Referring expression data:
#####

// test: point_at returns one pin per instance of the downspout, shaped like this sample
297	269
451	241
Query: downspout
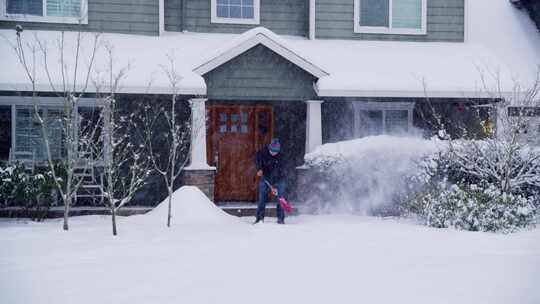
161	17
311	19
182	15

#####

WHAT IS EXPECTED:
All lines above must be repeated exactly, and the pictures must be omitted.

SOLUTION BELOW:
// test: point_at returns one pin per instance of the downspout, shaped like this sample
297	269
451	241
Query: downspout
161	17
311	19
182	15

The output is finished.